## What is being asked
Rewrite every one of the items below, changing "Field-scouting request" to "Labeling request" wherever it occurs and keeping everything else the same.

## Data for this task

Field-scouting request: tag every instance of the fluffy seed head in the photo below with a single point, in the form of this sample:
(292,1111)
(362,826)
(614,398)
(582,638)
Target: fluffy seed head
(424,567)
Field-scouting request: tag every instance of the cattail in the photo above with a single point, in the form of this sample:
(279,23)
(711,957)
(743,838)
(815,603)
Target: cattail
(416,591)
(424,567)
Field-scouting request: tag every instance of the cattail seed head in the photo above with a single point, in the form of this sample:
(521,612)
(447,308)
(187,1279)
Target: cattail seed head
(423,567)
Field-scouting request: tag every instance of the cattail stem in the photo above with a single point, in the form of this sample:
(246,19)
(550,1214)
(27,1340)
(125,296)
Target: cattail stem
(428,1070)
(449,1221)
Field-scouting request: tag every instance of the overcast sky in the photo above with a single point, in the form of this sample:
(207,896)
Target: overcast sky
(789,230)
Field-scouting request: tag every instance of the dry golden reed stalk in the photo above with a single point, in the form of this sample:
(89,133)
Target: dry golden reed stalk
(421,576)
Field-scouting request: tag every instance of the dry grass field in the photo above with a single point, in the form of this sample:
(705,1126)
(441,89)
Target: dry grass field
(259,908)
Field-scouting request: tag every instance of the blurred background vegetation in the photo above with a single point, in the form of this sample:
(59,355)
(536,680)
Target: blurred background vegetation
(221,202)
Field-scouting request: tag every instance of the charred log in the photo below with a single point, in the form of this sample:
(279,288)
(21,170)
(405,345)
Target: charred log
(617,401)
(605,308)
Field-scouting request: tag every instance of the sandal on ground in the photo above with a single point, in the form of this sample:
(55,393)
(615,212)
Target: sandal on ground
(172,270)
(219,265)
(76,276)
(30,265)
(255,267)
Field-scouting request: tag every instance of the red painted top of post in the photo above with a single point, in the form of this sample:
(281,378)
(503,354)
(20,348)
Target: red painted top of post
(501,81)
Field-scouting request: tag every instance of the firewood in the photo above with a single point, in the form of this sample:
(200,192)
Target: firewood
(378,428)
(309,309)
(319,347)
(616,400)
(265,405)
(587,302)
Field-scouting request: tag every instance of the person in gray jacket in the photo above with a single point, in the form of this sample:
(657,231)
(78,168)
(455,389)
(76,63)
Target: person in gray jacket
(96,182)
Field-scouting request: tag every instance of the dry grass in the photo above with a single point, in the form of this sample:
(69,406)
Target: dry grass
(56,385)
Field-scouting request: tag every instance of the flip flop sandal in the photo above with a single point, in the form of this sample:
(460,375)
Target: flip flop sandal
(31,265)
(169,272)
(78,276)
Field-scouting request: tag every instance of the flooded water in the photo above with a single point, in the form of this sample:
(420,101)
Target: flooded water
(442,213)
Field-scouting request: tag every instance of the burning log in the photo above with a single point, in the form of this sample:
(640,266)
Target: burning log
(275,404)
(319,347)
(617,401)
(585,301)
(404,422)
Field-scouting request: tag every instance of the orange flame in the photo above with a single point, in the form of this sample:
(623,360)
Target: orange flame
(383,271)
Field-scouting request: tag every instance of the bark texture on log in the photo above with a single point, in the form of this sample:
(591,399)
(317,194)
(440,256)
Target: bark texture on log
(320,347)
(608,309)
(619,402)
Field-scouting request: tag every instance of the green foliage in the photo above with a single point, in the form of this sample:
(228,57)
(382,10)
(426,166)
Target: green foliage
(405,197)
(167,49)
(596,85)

## Solution for this problem
Labeling request: tag every instance of the fluffy seed head in the photo below with a single point, in the form of this sample:
(292,1111)
(362,826)
(614,398)
(582,638)
Target: fluffy seed head
(424,567)
Labeling request: tag every instance of the cattail in the photo above with a single point, in the form of this sample:
(279,23)
(711,957)
(743,838)
(815,603)
Target: cattail
(416,591)
(424,567)
Labeling request: tag every instance of the cattail seed head in the photo above with a single point, in the form of this sample:
(521,612)
(447,308)
(187,1279)
Target: cattail seed head
(423,567)
Labeling request: tag every instance of the cattail stem in the photo above with a single point, in the form of this sample:
(246,19)
(550,1214)
(27,1340)
(125,296)
Target: cattail stem
(428,1070)
(449,1221)
Labeling request: tag every instance of the overcast sky in the photo above with a single point, in the form of this sample:
(207,896)
Target: overcast sky
(789,230)
Labeling request: tag every instance of the dry golden reed stalk in the photo above with a single point, in the form of this sample:
(89,133)
Target: dry golden reed stalk
(421,576)
Labeling request: tag every instance of the dry grass field in the photo above with a single point, in the form of this sample:
(705,1126)
(441,89)
Target: dry grass field
(259,908)
Labeling request: tag every instance of the blurred background vegetation in the photo above with a single point, in the form of this sample:
(59,355)
(536,680)
Target: blurred background vegetation
(221,202)
Labeling request: tag every instance of the charred log in the photo below with a single point, in the form of this sample:
(279,288)
(21,170)
(405,345)
Target: charred log
(617,401)
(605,308)
Labeling request: tag every instance of the sandal on ground in the photo above with a single point, in the form of this sample:
(55,393)
(615,212)
Target: sandal on ground
(172,270)
(219,265)
(76,276)
(30,265)
(255,267)
Labeling request: tag every instance of the red painted top of post in the photo above with a single point, in the form of this sample:
(281,378)
(503,354)
(20,348)
Target: red painted top of post
(501,81)
Labeling request: tag every instance of the firewood in the photo above with a single point, in the form of this sample:
(200,192)
Target: firewood
(378,428)
(309,309)
(319,347)
(616,400)
(265,405)
(587,302)
Labeling request: tag every instance of the person in gray jacket in the photo above with a single point, in the form of this sample:
(657,231)
(78,168)
(455,389)
(76,63)
Target: person in gray jacket
(96,182)
Labeling request: tag every instance of the dry grass in the photo above with a single point, in the form of this sample:
(69,406)
Target: dry grass
(56,385)
Labeling request: tag every instance of the flip flop sandal in the photo above with a single point, in the form of this sample:
(460,375)
Target: flip flop sandal
(31,265)
(169,272)
(78,276)
Labeling request: tag every instance of the flooded water in the photo above with a single point, in the form of this sample:
(420,101)
Target: flooded water
(442,213)
Labeling request: tag every instance of the burning log in the photo above with a single point, in the form of this sample:
(640,266)
Target: burning log
(275,404)
(319,347)
(617,401)
(585,301)
(404,422)
Labeling request: tag every instance of the orange flame in the photo above with a single point, in the form of this sample:
(623,360)
Target: orange flame
(383,271)
Labeling request: tag every instance of the bark texture on log in the photo above with a single point, in the form of this sample:
(591,399)
(317,194)
(440,256)
Target: bark texture on log
(320,347)
(608,309)
(619,402)
Labeling request: tag every instance of the green foliage in the photo above with a single point, in the form of this sample:
(228,57)
(382,10)
(426,166)
Target: green foliage
(405,197)
(167,49)
(596,85)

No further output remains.